▸ **Document text**:
'''
Biodiversity benefits

Action under this policy option can contribute to delivering on several KM-GBF targets, in particular:

  • Target 1 (Plan and Manage all Areas to Reduce Biodiversity Loss): This target requires integrating biodiversity considerations into spatial planning and policies addressing land-use change. Measures like agroecological zoning are key to managing land to preserve biodiversity-rich areas and minimize habitat destruction and biodiversity loss, by identifying (degraded or other) areas suitable for conservation, agricultural use, and/or restoration.
  • Target 2 (Restore 30% of all Degraded Ecosystems): Measures to limit land conversion that contribute to restoring degraded ecosystems can range from monitoring and regulating supply chains for agricultural products, to cultivation on degraded land that integrates ecosystem restoration measures. Reducing land-use change and maintaining habitats also prevents further degradation of ecosystems, thereby decreasing the area of ecosystems demanding extensive restoration efforts.
  • Target 3 (Conserve 30% of Land, Waters and Seas): Identifying areas suitable for conservation while ensuring food security can facilitate the establishment or expansion of protected areas networks and Other Effective Area-based Conservation Measures, helping reduce land-use change and conversion of natural ecosystems for food production. Implementing sustainable intensification practices in agriculture can help increase yields on existing farmland, reducing pressure to convert new areas for food production.
'''
▸ **Point localization data**:
'''
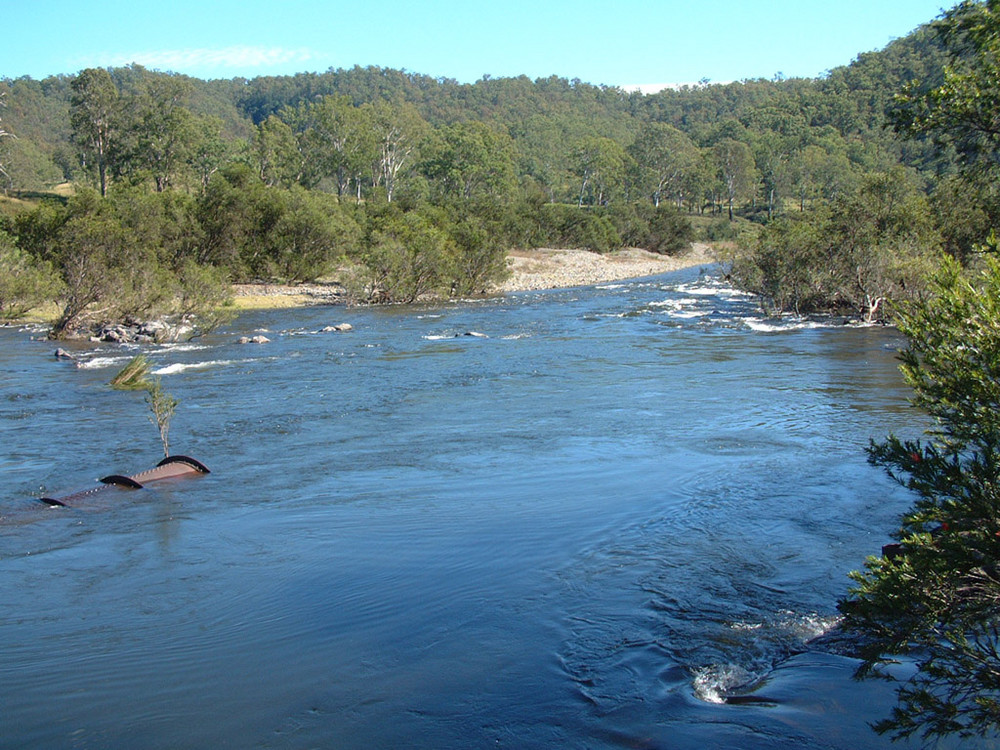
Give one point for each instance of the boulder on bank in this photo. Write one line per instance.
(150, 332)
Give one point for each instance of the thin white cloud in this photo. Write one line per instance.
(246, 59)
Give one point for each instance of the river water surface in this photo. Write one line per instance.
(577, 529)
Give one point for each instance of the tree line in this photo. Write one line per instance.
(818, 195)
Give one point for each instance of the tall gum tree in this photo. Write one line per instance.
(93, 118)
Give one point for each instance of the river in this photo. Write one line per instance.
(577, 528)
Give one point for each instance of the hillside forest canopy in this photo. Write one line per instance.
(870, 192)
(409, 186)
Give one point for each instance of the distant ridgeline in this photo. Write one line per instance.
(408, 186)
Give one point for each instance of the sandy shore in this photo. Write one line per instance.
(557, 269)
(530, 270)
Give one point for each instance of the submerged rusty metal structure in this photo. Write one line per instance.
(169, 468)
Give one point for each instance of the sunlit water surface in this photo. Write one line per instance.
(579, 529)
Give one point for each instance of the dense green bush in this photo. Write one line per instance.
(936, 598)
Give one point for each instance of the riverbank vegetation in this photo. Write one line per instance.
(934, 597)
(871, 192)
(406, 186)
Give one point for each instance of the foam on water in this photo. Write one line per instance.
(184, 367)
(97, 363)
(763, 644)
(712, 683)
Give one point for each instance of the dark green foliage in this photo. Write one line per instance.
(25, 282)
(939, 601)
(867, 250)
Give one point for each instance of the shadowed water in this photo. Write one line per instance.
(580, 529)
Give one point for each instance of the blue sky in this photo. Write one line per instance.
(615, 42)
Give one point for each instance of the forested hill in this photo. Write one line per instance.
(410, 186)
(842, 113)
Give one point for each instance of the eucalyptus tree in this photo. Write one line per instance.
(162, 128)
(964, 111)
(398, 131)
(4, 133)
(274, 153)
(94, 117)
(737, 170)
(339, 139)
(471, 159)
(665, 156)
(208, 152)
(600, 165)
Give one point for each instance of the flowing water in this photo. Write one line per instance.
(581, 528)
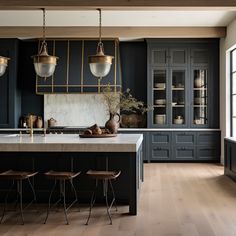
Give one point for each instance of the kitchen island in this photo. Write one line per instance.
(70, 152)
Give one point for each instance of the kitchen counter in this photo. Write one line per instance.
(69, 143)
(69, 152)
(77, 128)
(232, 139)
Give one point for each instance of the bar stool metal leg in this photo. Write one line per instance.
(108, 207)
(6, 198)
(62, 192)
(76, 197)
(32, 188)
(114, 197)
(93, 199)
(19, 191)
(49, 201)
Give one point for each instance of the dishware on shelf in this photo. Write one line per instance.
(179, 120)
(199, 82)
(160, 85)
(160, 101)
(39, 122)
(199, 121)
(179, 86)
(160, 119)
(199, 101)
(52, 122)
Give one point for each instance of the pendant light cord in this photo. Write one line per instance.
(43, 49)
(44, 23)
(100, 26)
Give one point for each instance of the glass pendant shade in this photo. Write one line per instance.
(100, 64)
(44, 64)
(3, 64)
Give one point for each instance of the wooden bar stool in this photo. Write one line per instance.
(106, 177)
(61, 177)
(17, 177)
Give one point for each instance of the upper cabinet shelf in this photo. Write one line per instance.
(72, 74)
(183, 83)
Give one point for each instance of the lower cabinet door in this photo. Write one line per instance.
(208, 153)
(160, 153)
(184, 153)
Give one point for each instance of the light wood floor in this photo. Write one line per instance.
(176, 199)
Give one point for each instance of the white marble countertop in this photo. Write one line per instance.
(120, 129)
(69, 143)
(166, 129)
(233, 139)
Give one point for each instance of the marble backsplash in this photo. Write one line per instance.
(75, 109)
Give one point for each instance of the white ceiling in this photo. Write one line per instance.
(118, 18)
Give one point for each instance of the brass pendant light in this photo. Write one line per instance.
'''
▸ **Things to do**:
1. Answer from the biodiversity benefits text:
(a) Which target requires integrating biodiversity considerations into spatial planning and policies addressing land-use change?
(b) What share of degraded ecosystems does Target 2 aim to restore?
(c) In the Target 3 entry, what can sustainable intensification practices help increase on existing farmland?
2. Carry the biodiversity benefits text further, beginning after its final sentence.
The point localization data stands apart from the biodiversity benefits text.

▸ **Answers to the exercise**:
1.
(a) Target 1 (Plan and Manage all Areas to Reduce Biodiversity Loss)
(b) 30%
(c) Yields

2.
  • Target 10 (Enhance Biodiversity and Sustainability in Agriculture, Aquaculture, Fisheries, and Forestry): Measures to reduce land-use change can include support for sustainable agriculture practices such as sustainable intensification, improving pasture management, restorative cultivation of degraded land, and agroecological practices, besides policies targeting food supply chains.
  • Target 11 (Restore, Maintain and Enhance Nature’s Contribution to People): Reducing conversion and degradation of natural ecosystems while promoting their sustainable management directly contributes to restoring, maintaining, and enhancing nature’s contributions to people. This target specifically focuses on ecosystem functions and services, including the regulation of air, water, and climate, soil health, pollination, and reduction of disease risk.
  • Target 16 (Enable Sustainable Consumption Choices To Reduce Waste and Overconsumption): Policy measures like establishing regulations or certification schemes for conversion-free supply chains, public procurement policies, and broader educational initiatives can promote sustainable consumption choices.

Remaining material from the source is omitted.